AIM: Convert the entries below into a Markdown table with a Row column and a Line column. Number each nonblank line in order, and leave out blank lines.

DATA SHOWN:
○ ○ ○ ○

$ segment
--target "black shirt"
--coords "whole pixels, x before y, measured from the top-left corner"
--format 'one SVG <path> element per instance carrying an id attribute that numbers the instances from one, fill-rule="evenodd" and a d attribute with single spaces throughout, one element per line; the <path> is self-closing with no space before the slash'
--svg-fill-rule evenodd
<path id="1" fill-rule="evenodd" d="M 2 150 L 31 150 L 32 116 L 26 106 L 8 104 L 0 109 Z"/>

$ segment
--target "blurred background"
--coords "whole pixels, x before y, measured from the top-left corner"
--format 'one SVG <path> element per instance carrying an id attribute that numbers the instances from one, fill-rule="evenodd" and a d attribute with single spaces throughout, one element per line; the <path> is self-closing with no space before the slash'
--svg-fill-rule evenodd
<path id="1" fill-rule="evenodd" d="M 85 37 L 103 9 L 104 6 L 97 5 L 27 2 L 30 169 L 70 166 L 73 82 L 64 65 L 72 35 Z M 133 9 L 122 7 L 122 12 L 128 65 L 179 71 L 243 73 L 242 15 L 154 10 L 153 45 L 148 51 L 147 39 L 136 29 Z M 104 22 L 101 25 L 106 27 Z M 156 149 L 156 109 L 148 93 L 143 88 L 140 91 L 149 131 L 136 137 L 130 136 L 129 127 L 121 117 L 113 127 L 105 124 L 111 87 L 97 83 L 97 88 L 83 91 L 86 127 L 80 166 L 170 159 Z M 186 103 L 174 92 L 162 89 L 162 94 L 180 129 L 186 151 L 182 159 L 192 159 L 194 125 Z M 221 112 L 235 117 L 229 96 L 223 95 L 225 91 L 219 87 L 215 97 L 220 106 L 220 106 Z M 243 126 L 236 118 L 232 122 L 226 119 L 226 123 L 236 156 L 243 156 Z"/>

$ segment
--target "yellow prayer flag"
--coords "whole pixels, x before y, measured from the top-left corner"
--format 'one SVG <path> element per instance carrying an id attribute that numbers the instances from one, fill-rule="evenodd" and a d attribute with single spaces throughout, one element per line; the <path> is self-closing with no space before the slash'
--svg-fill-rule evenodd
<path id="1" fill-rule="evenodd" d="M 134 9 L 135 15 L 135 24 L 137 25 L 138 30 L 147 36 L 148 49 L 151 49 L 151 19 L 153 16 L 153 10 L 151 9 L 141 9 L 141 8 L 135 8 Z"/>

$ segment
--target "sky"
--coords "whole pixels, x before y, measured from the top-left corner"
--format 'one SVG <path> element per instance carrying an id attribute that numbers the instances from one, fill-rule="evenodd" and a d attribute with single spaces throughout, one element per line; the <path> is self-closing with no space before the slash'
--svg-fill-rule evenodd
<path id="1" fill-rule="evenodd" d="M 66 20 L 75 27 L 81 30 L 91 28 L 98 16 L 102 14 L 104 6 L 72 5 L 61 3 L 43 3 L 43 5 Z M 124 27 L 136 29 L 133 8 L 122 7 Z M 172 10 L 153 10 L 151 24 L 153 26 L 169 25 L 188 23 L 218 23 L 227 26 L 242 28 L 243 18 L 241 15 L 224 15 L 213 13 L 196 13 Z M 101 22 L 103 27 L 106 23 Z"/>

○ ○ ○ ○

ANSWER IN FULL:
| Row | Line |
|---|---|
| 1 | $ segment |
| 2 | --target "black shirt" |
| 3 | --coords "whole pixels, x before y, measured from the top-left corner" |
| 4 | --format 'one SVG <path> element per instance carrying an id attribute that numbers the instances from one, fill-rule="evenodd" and a d attribute with single spaces throughout, one element per line; the <path> is self-closing with no space before the slash' |
| 5 | --svg-fill-rule evenodd |
| 6 | <path id="1" fill-rule="evenodd" d="M 2 150 L 31 150 L 32 116 L 26 106 L 8 104 L 0 109 Z"/> |
| 7 | $ segment |
| 8 | --target "blurred background" |
| 9 | --coords "whole pixels, x before y, measured from the top-left corner" |
| 10 | --format 'one SVG <path> element per instance carrying an id attribute that numbers the instances from one, fill-rule="evenodd" and a d attribute with single spaces throughout, one element per line; the <path> is self-closing with no space before the slash' |
| 11 | --svg-fill-rule evenodd |
| 12 | <path id="1" fill-rule="evenodd" d="M 85 37 L 103 9 L 104 6 L 97 5 L 27 2 L 30 169 L 70 166 L 73 82 L 64 65 L 72 35 Z M 133 9 L 122 7 L 122 12 L 128 65 L 179 71 L 243 73 L 242 15 L 154 10 L 153 45 L 148 51 L 147 39 L 136 29 Z M 104 22 L 101 25 L 106 27 Z M 156 149 L 156 109 L 148 93 L 143 88 L 140 91 L 149 131 L 136 137 L 130 136 L 129 127 L 121 117 L 113 127 L 105 124 L 111 87 L 97 83 L 97 88 L 83 91 L 86 127 L 80 166 L 170 159 Z M 186 103 L 174 92 L 162 89 L 162 94 L 180 129 L 186 151 L 182 159 L 192 159 L 194 125 Z M 221 112 L 235 117 L 229 96 L 223 95 L 225 91 L 219 87 L 215 97 L 220 106 L 220 106 Z M 243 126 L 236 118 L 232 122 L 226 119 L 226 123 L 236 156 L 243 156 Z"/> |
| 13 | $ segment |
| 14 | --target "yellow prayer flag" |
| 15 | --coords "whole pixels, x before y, measured from the top-left corner" |
| 16 | --format 'one SVG <path> element per instance carrying an id attribute that numbers the instances from one, fill-rule="evenodd" and a d attribute with single spaces throughout, one element per line; the <path> is self-closing with no space before the slash' |
| 17 | --svg-fill-rule evenodd |
| 18 | <path id="1" fill-rule="evenodd" d="M 134 9 L 135 15 L 135 24 L 137 25 L 138 30 L 147 36 L 148 49 L 151 49 L 151 19 L 153 16 L 153 10 L 151 9 L 141 9 L 141 8 L 135 8 Z"/> |
| 19 | $ segment |
| 20 | --target "sky" |
| 21 | --coords "whole pixels, x before y, measured from the top-left corner" |
| 22 | --format 'one SVG <path> element per instance carrying an id attribute that numbers the instances from one, fill-rule="evenodd" and a d attribute with single spaces throughout, one element per line; the <path> is self-closing with no space before the slash' |
| 23 | --svg-fill-rule evenodd |
| 24 | <path id="1" fill-rule="evenodd" d="M 66 20 L 75 27 L 81 30 L 91 28 L 98 16 L 102 14 L 104 6 L 72 5 L 61 3 L 43 3 L 43 5 Z M 124 27 L 136 29 L 133 8 L 122 7 Z M 172 10 L 153 10 L 151 24 L 153 26 L 169 25 L 188 23 L 218 23 L 227 26 L 242 28 L 243 18 L 241 15 L 224 15 L 213 13 L 196 13 Z M 101 22 L 103 27 L 106 23 Z"/> |